Segment Start: DATA SUPPLIED

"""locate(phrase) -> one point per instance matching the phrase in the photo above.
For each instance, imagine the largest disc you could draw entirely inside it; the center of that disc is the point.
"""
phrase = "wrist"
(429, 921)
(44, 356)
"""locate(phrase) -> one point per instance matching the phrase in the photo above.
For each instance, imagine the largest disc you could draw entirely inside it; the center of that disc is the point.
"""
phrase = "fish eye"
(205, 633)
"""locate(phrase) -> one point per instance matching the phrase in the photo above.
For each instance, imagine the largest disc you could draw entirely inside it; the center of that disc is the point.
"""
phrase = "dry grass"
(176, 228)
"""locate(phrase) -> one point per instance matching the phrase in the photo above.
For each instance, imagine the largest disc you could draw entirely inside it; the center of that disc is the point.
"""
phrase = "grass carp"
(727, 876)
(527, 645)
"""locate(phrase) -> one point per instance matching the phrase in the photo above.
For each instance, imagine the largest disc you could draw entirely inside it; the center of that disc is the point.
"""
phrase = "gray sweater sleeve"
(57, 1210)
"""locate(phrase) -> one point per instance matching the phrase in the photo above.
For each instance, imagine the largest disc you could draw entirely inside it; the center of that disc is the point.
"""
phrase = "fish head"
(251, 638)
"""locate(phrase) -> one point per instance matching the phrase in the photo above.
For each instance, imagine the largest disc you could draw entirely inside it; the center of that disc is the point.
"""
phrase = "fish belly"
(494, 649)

Segment End: DATA SUPPLIED

● BRIEF
Type out each entry above again, exactly.

● TASK SOLUTION
"""locate(phrase) -> one point per instance matching the phrase in the photo above.
For each instance, imagine the largest disc you could draw entirely inside it; the center of that disc is the point.
"""
phrase = "wrist"
(429, 921)
(44, 356)
"""locate(phrase) -> one point per instance matching the phrase in the photo above.
For each instance, imagine the largest disc you could draw entirely inside it; the center of that disc is the point.
"""
phrase = "fish eye"
(205, 633)
"""locate(phrase) -> one point per instance matching the phrase in the photo above.
For each instance, imagine the largest disc you could draw entirely inside it; the center of that disc is the point.
"""
phrase = "dry grass"
(176, 228)
"""locate(phrase) -> one point per instance matching the phrase in the photo above.
For each instance, imagine the largest disc you could draw entirely inside it; the center of that disc is the point.
"""
phrase = "grass carp"
(727, 876)
(527, 645)
"""locate(phrase) -> one point per instance matching the phrase in the photo above.
For each instance, imagine the largest disc you could draw entirely inside it; the center of that disc is the point.
"""
phrase = "gray sweater sleeve"
(57, 1210)
"""locate(phrase) -> one point per instance matching the phrase in the photo above.
For each instance, imagine the largest disc you could draw entirely inside it; the center of that disc is the point.
"""
phrase = "fish head"
(251, 638)
"""locate(phrase) -> one point per instance matching the phrase in the photo above.
For each instance, imagine the largest disc you could draw entirely inside it; the center of that disc is the point.
"""
phrase = "fish belly"
(494, 649)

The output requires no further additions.